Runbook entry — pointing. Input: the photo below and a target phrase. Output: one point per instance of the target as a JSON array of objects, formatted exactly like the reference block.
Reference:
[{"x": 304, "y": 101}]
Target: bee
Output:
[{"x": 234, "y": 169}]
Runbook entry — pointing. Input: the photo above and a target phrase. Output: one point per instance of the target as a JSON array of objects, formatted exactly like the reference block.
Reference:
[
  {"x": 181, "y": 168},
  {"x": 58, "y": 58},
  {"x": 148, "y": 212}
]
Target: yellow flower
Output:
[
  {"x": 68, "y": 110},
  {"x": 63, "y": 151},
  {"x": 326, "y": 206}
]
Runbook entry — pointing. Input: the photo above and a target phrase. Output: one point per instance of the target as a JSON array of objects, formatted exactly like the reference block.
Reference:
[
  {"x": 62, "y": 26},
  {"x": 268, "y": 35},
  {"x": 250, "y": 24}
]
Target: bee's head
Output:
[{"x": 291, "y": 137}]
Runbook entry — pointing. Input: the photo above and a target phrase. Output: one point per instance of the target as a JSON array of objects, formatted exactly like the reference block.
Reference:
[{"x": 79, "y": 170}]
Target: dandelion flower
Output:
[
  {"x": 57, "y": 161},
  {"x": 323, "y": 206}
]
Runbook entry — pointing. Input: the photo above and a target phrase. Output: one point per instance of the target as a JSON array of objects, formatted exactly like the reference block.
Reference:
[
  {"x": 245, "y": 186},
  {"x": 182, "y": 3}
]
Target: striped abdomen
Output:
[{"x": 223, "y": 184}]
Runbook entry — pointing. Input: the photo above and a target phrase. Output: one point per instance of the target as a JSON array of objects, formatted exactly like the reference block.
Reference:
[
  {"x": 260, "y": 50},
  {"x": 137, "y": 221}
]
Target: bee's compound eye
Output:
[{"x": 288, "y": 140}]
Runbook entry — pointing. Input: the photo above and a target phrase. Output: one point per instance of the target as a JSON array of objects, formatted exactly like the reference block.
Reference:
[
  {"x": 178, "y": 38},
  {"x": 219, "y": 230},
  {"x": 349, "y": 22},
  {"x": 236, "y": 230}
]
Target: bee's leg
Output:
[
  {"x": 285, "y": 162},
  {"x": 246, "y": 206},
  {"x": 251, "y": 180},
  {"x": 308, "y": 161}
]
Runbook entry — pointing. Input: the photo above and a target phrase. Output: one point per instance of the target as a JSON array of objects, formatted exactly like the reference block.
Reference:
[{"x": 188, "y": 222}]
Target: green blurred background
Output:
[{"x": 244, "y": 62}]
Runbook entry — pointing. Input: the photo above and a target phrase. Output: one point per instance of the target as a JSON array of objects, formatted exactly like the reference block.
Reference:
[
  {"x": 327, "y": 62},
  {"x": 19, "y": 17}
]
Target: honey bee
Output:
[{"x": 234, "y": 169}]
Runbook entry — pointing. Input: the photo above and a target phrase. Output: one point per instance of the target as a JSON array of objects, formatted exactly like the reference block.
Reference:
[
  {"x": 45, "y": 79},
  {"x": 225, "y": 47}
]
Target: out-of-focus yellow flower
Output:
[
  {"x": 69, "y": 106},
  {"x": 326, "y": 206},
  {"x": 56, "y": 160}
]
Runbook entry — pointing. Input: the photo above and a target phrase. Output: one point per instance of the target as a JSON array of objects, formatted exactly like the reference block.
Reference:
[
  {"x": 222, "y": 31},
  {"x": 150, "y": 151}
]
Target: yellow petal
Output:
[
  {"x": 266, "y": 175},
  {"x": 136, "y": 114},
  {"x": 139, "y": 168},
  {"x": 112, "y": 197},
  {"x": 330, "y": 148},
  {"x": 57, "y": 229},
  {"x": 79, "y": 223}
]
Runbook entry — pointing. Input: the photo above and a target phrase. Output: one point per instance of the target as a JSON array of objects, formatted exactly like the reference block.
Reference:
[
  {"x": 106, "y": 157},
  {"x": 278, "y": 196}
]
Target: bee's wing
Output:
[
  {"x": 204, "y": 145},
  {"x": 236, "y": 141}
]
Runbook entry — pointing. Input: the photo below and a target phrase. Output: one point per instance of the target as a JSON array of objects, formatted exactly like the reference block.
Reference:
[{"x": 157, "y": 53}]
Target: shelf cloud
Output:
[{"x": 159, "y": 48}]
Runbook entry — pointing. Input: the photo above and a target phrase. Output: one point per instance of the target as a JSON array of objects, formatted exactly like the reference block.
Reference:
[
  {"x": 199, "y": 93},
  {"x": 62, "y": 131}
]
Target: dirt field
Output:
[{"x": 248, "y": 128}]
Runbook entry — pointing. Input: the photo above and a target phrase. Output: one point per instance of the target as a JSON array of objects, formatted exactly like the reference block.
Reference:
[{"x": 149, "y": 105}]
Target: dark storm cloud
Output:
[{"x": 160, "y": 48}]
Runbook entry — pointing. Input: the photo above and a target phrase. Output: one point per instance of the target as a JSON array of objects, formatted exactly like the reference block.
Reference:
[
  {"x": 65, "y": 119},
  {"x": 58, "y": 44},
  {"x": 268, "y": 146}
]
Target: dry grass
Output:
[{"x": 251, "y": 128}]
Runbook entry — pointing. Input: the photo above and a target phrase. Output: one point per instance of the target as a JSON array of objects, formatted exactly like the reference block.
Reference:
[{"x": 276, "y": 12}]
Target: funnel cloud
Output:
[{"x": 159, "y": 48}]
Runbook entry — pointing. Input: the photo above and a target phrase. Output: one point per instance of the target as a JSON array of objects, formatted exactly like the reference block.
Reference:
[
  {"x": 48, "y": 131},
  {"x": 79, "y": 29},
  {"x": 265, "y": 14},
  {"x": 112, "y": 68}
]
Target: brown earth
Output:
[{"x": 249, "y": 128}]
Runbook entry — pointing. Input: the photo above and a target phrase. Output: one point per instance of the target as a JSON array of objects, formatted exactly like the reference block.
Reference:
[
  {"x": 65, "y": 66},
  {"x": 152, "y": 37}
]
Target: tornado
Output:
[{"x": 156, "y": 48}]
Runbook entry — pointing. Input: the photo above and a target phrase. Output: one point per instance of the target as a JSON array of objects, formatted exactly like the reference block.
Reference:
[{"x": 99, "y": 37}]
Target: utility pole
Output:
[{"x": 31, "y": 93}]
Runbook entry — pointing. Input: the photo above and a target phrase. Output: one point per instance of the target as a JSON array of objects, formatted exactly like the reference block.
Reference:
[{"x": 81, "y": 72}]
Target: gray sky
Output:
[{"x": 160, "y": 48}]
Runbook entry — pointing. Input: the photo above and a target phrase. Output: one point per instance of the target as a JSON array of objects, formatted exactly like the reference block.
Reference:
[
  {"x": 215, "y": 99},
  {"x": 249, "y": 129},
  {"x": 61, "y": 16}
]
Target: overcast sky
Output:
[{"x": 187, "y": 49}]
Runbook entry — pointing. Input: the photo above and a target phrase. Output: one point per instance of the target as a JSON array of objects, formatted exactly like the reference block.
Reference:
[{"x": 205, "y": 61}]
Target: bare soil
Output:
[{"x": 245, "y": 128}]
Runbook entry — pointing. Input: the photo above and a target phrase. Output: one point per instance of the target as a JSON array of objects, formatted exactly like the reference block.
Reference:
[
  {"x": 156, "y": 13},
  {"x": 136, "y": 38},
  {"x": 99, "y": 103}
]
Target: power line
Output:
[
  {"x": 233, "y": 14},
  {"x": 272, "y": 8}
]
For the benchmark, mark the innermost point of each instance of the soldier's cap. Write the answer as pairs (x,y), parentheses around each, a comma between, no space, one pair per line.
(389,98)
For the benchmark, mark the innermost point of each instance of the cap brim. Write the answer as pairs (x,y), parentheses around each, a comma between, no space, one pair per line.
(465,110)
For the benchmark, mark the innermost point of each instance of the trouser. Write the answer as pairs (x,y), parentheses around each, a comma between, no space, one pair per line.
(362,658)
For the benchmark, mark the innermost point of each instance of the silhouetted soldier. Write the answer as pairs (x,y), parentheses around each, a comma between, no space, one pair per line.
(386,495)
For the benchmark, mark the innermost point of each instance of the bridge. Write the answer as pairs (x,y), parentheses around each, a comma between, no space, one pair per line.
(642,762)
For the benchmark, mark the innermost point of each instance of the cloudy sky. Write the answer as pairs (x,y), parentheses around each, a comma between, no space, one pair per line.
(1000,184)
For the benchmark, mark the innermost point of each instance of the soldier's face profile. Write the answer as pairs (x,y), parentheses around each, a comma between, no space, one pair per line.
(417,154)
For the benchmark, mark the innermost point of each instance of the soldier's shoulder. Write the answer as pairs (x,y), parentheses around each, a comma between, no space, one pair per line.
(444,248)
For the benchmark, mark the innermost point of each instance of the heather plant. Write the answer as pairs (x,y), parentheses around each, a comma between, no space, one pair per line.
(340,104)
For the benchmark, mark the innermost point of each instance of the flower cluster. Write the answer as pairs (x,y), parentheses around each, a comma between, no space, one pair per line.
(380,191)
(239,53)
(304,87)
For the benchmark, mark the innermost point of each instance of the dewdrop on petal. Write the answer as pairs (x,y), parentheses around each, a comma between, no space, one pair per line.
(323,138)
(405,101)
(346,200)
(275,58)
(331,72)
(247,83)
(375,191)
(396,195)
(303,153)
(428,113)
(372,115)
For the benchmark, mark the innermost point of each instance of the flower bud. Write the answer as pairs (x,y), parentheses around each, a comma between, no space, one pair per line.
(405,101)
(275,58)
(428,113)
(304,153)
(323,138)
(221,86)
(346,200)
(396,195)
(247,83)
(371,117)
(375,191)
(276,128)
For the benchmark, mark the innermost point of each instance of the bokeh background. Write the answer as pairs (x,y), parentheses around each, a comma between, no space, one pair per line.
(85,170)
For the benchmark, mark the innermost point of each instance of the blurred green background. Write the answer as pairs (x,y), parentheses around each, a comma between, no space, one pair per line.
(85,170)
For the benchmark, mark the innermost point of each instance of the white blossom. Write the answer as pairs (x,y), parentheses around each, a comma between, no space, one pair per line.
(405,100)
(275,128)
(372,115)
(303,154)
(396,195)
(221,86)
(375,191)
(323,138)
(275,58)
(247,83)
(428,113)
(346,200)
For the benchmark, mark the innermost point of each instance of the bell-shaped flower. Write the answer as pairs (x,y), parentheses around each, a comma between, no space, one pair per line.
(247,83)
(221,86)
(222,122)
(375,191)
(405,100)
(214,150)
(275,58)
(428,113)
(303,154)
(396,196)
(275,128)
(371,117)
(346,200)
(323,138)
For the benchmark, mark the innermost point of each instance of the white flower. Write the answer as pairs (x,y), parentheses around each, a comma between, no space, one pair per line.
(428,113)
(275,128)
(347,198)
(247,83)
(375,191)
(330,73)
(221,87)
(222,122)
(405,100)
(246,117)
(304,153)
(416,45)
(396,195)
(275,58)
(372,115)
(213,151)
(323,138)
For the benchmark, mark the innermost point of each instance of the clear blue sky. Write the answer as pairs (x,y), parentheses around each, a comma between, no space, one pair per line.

^^^^^^^^

Reproduce, word for word, only the lines from the one that contains "the white flower." through the final line.

For the benchmark, mark the innermost point of each instance of the white flower. Write the answer as pairs (x,y), parentheses around each, a comma between, no space, one pair per line.
(428,113)
(275,128)
(347,198)
(247,83)
(375,191)
(330,73)
(221,87)
(222,122)
(405,100)
(246,117)
(304,153)
(416,45)
(396,195)
(275,58)
(372,115)
(213,151)
(323,138)
For the benchmark, mark the innermost point of each instance of the clear blue sky. Write the answer as pairs (x,y), parentheses around each, a comma between, no space, one pair per line.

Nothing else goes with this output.